Page text ▸
I will let you know if I figure out how to fix it.
Edits: Sorry, I cannot reproduce the error using the latest Psi4 and I attached my output. Please let me know if you find a problematic case.
output.dat (26.6 KB)
Erf, that’s weird. I have the exact same psi4 version but I still get the error.
Do you use the exact same orthogonalization script that described in https://github.com/psi4/psi4/issues/758 or do you have some local modifications ?
I enclose my output: test_H2.txt (27.7 KB)
I could also try on my formaldimine case, but do you know how I should fix the update_geometry issue that I mentioned in previous replies ?
I think there is a typo in your python code.
r = 1.0
psi4.geometry("""0 1
H
H 1 {0}""".format(r)) # <= here is the error, where you set psi4.geometry as a string
psi4.set_options({'basis': '3-21g',
'reference':'rhf',
'active': [1,0,0,0,0,1,0,0],
'restricted_docc':[0,0,0,0,0,0,0,0]})

Exercise instructions ▸
A) Which basis set does the code in the Psi4 forum thread pass to psi4.set_options?
B) Carry the Psi4 forum thread on from its last line.
The material has no connection to the Psi4 forum thread.

Collected data records
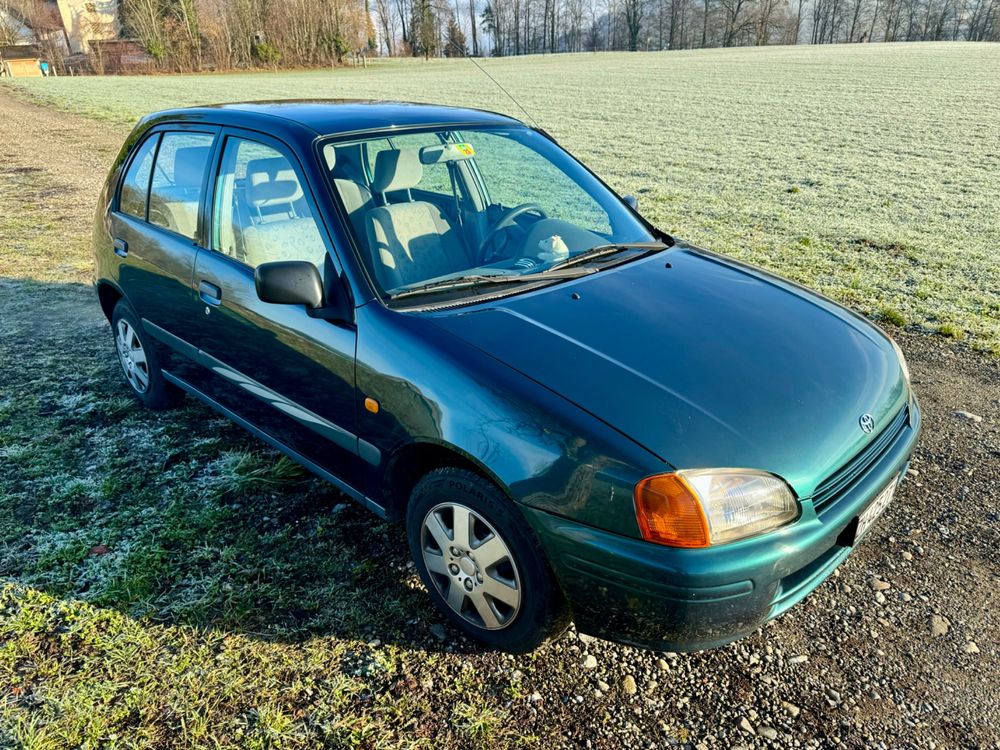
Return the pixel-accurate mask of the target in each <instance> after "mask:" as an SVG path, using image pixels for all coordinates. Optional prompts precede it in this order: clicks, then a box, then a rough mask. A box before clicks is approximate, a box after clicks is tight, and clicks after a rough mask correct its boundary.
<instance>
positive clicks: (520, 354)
mask: <svg viewBox="0 0 1000 750" xmlns="http://www.w3.org/2000/svg"><path fill="white" fill-rule="evenodd" d="M436 322H437V323H438V325H440V326H442V327H443V328H445V329H446V330H448V331H450V332H451V333H453V334H454V335H456V336H458V337H460V338H461V339H463V340H464V341H466V342H468V343H469V344H472V345H474V346H476V347H478V348H479V349H481V350H483V351H485V352H487V353H488V354H490V355H492V356H494V357H495V358H497V359H499V360H500V361H502V362H504V363H506V364H507V365H509V366H510V367H513V368H515V369H516V370H518V371H520V372H522V373H523V374H524V375H526V376H527V377H529V378H532V379H533V380H535V381H537V382H539V383H541V384H542V385H544V386H546V387H547V388H549V389H551V390H552V391H554V392H556V393H558V394H560V395H562V396H563V397H564V398H566V399H569V400H570V401H572V402H574V403H575V404H577V405H578V406H579V407H581V408H583V409H585V410H586V411H588V412H590V413H591V414H593V415H594V416H596V417H598V418H599V419H601V420H602V421H604V422H606V423H607V424H608V425H610V426H611V427H613V428H615V429H617V430H618V431H620V432H621V433H623V434H624V435H626V436H628V437H629V438H631V439H632V440H634V441H636V442H637V443H639V444H641V445H642V446H644V447H645V448H646V449H647V450H649V451H651V452H652V453H654V454H655V455H657V456H658V457H660V458H661V459H662V460H664V461H665V462H667V463H669V464H670V465H672V466H673V467H675V468H696V467H743V468H757V469H762V470H765V471H770V472H773V473H775V474H777V475H779V476H781V477H783V478H784V479H785V480H786V481H787V482H789V484H791V486H792V487H793V489H795V491H796V492H797V493H798V495H799V496H800V497H807V496H809V495H811V494H812V492H813V490H814V489H815V486H816V485H817V484H818V483H819V482H820V481H821V480H822V479H824V478H825V477H826V476H827V475H828V474H830V473H831V472H832V471H834V470H835V469H836V468H838V467H839V466H841V465H842V464H844V463H845V462H846V461H847V460H848V459H849V458H850V457H852V456H853V455H855V454H856V453H857V452H859V451H860V450H861V449H862V448H863V447H864V446H865V445H866V444H868V443H869V442H870V441H871V440H873V439H874V437H875V436H876V435H878V433H879V432H880V431H881V430H882V429H883V428H884V427H886V426H887V425H888V423H889V422H890V421H891V420H892V418H893V417H894V416H895V415H896V414H897V413H898V411H899V410H900V409H901V408H902V407H903V405H904V404H905V402H906V400H907V398H908V388H907V385H906V382H905V379H904V376H903V373H902V369H901V368H900V366H899V363H898V361H897V359H896V355H895V352H894V351H893V348H892V345H891V344H890V342H889V340H888V339H887V338H886V337H885V336H884V335H883V334H882V333H881V332H880V331H879V330H878V329H876V328H875V327H874V326H872V325H871V324H869V323H868V322H867V321H865V320H864V319H862V318H860V317H859V316H856V315H854V314H853V313H851V312H850V311H848V310H845V309H844V308H842V307H840V306H839V305H836V304H835V303H833V302H831V301H830V300H828V299H826V298H824V297H822V296H820V295H817V294H815V293H812V292H809V291H808V290H806V289H804V288H802V287H799V286H798V285H795V284H793V283H791V282H788V281H785V280H783V279H780V278H778V277H775V276H772V275H770V274H768V273H766V272H764V271H761V270H758V269H755V268H752V267H749V266H745V265H743V264H740V263H738V262H735V261H732V260H730V259H726V258H723V257H721V256H717V255H715V254H712V253H707V252H704V251H701V250H697V249H695V248H692V247H690V246H686V245H678V246H675V247H674V248H673V249H671V250H670V251H668V252H665V253H660V254H657V255H655V256H653V257H651V258H649V259H646V260H643V261H638V262H634V263H629V264H625V265H623V266H619V267H617V268H613V269H609V270H606V271H602V272H600V273H597V274H594V275H592V276H588V277H585V278H583V279H579V280H576V281H574V282H570V283H564V284H559V285H555V286H552V287H548V288H546V289H544V290H542V291H540V292H535V293H528V294H523V295H516V296H512V297H507V298H504V299H501V300H499V301H497V302H495V303H493V304H492V305H489V306H486V307H484V306H477V307H476V308H473V309H469V310H464V311H462V310H453V311H451V312H448V313H444V314H440V315H439V316H438V317H437V320H436ZM866 413H867V414H871V415H872V416H873V417H874V420H875V429H874V430H873V431H872V432H871V433H870V434H869V433H866V432H864V431H863V430H862V429H861V426H860V423H859V420H860V418H861V416H862V415H863V414H866Z"/></svg>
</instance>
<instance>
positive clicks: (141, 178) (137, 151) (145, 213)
mask: <svg viewBox="0 0 1000 750" xmlns="http://www.w3.org/2000/svg"><path fill="white" fill-rule="evenodd" d="M159 140H160V136H159V134H157V135H154V136H151V137H150V138H147V139H146V140H145V141H143V142H142V145H141V146H139V149H138V150H137V151H136V153H135V157H134V158H133V159H132V163H131V164H130V165H129V168H128V172H126V173H125V179H124V180H123V181H122V191H121V195H120V196H119V198H118V210H119V211H121V212H122V213H126V214H128V215H129V216H135V217H136V218H138V219H143V220H145V218H146V196H147V195H148V194H149V175H150V174H151V173H152V171H153V156H154V155H155V152H156V143H157V141H159Z"/></svg>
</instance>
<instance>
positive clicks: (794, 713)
mask: <svg viewBox="0 0 1000 750" xmlns="http://www.w3.org/2000/svg"><path fill="white" fill-rule="evenodd" d="M781 707H782V708H783V709H785V713H786V714H788V715H789V716H791V717H792V718H793V719H797V718H799V714H800V713H801V712H802V709H800V708H799V707H798V706H796V705H795V704H794V703H789V702H788V701H782V702H781Z"/></svg>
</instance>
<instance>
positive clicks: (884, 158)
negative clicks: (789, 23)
mask: <svg viewBox="0 0 1000 750" xmlns="http://www.w3.org/2000/svg"><path fill="white" fill-rule="evenodd" d="M483 64H484V65H485V66H486V67H487V69H489V70H490V71H491V73H492V74H493V75H494V76H495V77H496V78H497V79H498V80H500V81H501V82H502V83H503V84H504V85H505V86H506V87H507V88H508V89H509V90H510V91H511V92H512V93H513V94H514V95H515V96H516V97H517V98H518V99H519V100H520V101H521V102H522V103H523V104H524V106H525V107H526V108H527V109H528V110H529V111H530V112H531V113H532V115H533V116H534V117H535V119H536V120H537V121H538V122H539V124H540V125H541V126H542V127H544V128H546V129H547V130H549V131H550V132H551V133H552V134H553V135H554V136H556V138H558V139H559V140H560V142H562V143H563V144H564V145H566V146H567V147H568V148H570V149H571V150H572V151H573V152H574V153H575V154H577V155H578V156H579V157H580V158H581V159H583V161H584V162H585V163H587V164H588V165H589V166H591V167H592V168H593V169H595V170H596V171H597V172H598V173H599V174H601V175H602V176H603V177H605V178H606V179H607V181H608V182H609V183H610V184H611V185H612V186H613V187H615V188H616V189H617V190H619V191H620V192H621V193H623V194H627V193H632V194H635V195H637V196H638V197H639V199H640V203H641V209H642V211H643V212H644V213H645V214H646V215H647V216H648V217H649V218H650V219H651V220H653V221H654V222H655V223H657V224H658V225H660V226H661V227H663V228H664V229H666V230H668V231H670V232H673V233H676V234H677V235H678V236H680V237H684V238H686V239H689V240H691V241H693V242H695V243H696V244H701V245H704V246H707V247H710V248H712V249H715V250H718V251H721V252H724V253H728V254H731V255H734V256H736V257H739V258H741V259H744V260H749V261H751V262H754V263H758V264H760V265H763V266H765V267H768V268H770V269H773V270H776V271H778V272H779V273H782V274H784V275H786V276H788V277H790V278H792V279H794V280H796V281H799V282H802V283H805V284H807V285H809V286H811V287H813V288H816V289H819V290H820V291H822V292H824V293H826V294H828V295H830V296H832V297H834V298H836V299H838V300H840V301H841V302H844V303H846V304H848V305H851V306H852V307H854V308H856V309H858V310H860V311H862V312H864V313H866V314H868V315H870V316H872V317H873V318H875V319H885V320H888V321H890V322H892V323H893V324H895V325H899V324H912V325H919V326H922V327H925V328H926V329H928V330H931V331H940V332H941V333H944V334H946V335H949V336H951V335H957V336H960V337H968V339H969V340H970V343H972V345H973V346H976V347H978V348H984V349H992V350H994V351H1000V291H998V290H1000V262H998V260H997V256H996V252H997V248H998V247H1000V176H998V175H1000V127H998V126H997V123H998V122H1000V46H997V45H986V44H961V45H959V44H947V43H945V44H932V43H929V44H896V45H875V44H873V45H852V46H824V47H798V48H771V49H731V50H700V51H692V52H675V53H658V54H646V53H643V54H624V53H608V54H604V53H602V54H581V55H572V56H549V57H529V58H517V59H503V60H487V61H484V63H483ZM17 83H18V86H19V88H20V90H21V91H23V92H25V93H27V94H29V95H30V96H32V97H35V98H37V99H40V100H42V101H46V102H49V103H51V104H53V105H55V106H57V107H61V108H65V109H69V110H74V111H81V112H84V113H86V114H88V115H91V116H93V117H95V118H99V119H101V120H104V121H108V122H111V123H114V124H116V125H119V126H122V127H123V128H124V127H126V126H127V125H129V124H131V123H132V122H134V121H135V119H136V118H138V117H139V116H141V115H142V114H145V113H146V112H149V111H152V110H156V109H162V108H166V107H172V106H182V105H191V104H199V103H211V102H224V101H234V100H245V99H268V98H298V97H360V98H376V99H388V98H396V99H406V100H413V101H435V102H442V103H448V104H458V105H468V106H474V107H484V108H488V109H495V110H500V111H504V112H508V113H510V114H513V115H515V116H521V117H523V115H522V113H520V112H519V111H518V110H517V108H516V107H515V106H514V105H513V104H512V103H511V102H510V100H508V99H507V98H506V97H505V96H504V95H503V94H502V93H501V92H500V91H499V90H497V89H496V88H495V87H494V86H493V84H492V83H490V81H489V80H487V79H486V78H485V77H484V76H483V75H482V74H481V73H480V72H479V71H478V70H476V68H474V67H473V65H472V64H471V63H470V62H468V61H462V60H457V61H446V60H434V61H430V62H422V61H392V62H379V63H376V64H374V65H372V66H371V67H369V68H368V69H344V70H336V71H312V72H299V73H277V74H271V73H253V74H227V75H198V76H160V77H150V78H74V79H70V78H62V79H24V80H21V81H18V82H17Z"/></svg>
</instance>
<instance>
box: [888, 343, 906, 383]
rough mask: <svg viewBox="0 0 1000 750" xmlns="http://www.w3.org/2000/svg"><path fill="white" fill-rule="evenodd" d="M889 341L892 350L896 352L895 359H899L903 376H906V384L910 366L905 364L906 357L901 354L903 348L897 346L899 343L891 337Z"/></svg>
mask: <svg viewBox="0 0 1000 750" xmlns="http://www.w3.org/2000/svg"><path fill="white" fill-rule="evenodd" d="M889 343H890V344H892V348H893V351H895V352H896V359H898V360H899V367H900V369H902V371H903V377H904V378H906V384H907V385H909V384H910V368H909V367H907V366H906V357H904V356H903V350H902V349H900V348H899V344H897V343H896V341H895V340H894V339H893V338H892V336H890V337H889Z"/></svg>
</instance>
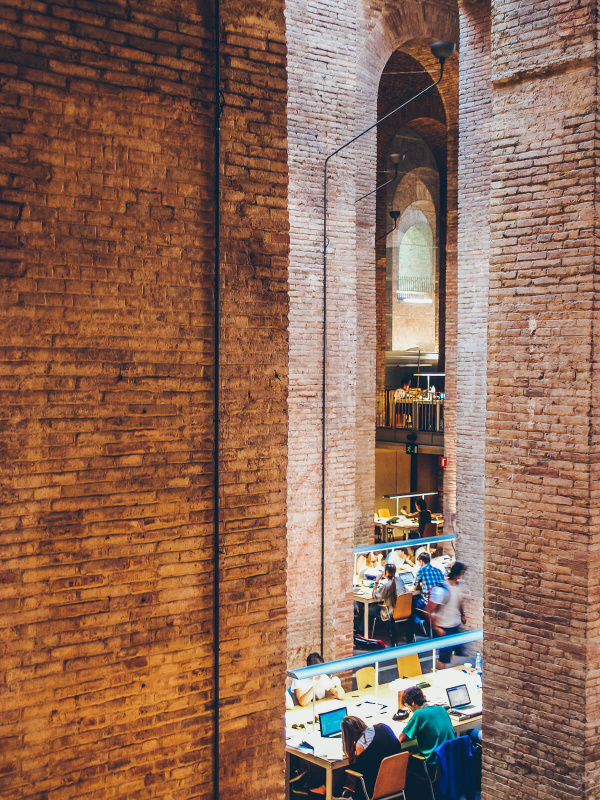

Answers for the tasks ▸
A) 3-21g

B)
Ecas, wfn = psi4.energy('casscf', return_wfn=True)
r = 1.1
psi4.geometry="""0 1
H
H 1 {0}""".format(r) # I left the typo unchanged here.
psi4.energy('casscf', ref_wfn=wfn)
Oh right, stupid mistake !!! Now that it’s fixed, it works when I use your orthogonalization script.
Without this script, the geometry is not updated by just setting psi4.geometry again.
See the enclosed output: test_H2_withimport.txt (43.2 KB)
Generated with the following input:
import psi4
import sys
import numpy as np
psi4.core.set_output_file("test_H2_withimport.out", False)
r = 1.0
psi4.geometry("""0 1
H
H 1 {0}""".format(r))
psi4.set_options({'basis': '3-21g',
'reference':'rhf',
'active': [1,0,0,0,0,1,0,0],
'restricted_docc':[0,0,0,0,0,0,0,0]})
Ecas, wfn = psi4.energy('casscf', return_wfn=True)
# import the script <== Change HERE
sys.path.insert(0, '/Users/bsenjean/Git_repositories/qchem_simulation/Notes/Embedding_project/AVAS')
from orthogonalize_orbitals import ortho_orbs
r = 1.1
psi4.geometry("""0 1
H
H 1 {0}""".format(r))
Escf, wfnSCF = psi4.energy('scf', return_wfn=True)
wfnSCF.Ca().copy(ortho_orbs(wfn, wfnSCF, True))
Ecas2 = psi4.energy('casscf', ref_wfn=wfn)
Ecas3 = psi4.energy('casscf', ref_wfn=wfnSCF)
Ecas4 = psi4.energy('casscf')
print(Ecas)
print(Ecas2)
print(Ecas3)
print(Ecas4)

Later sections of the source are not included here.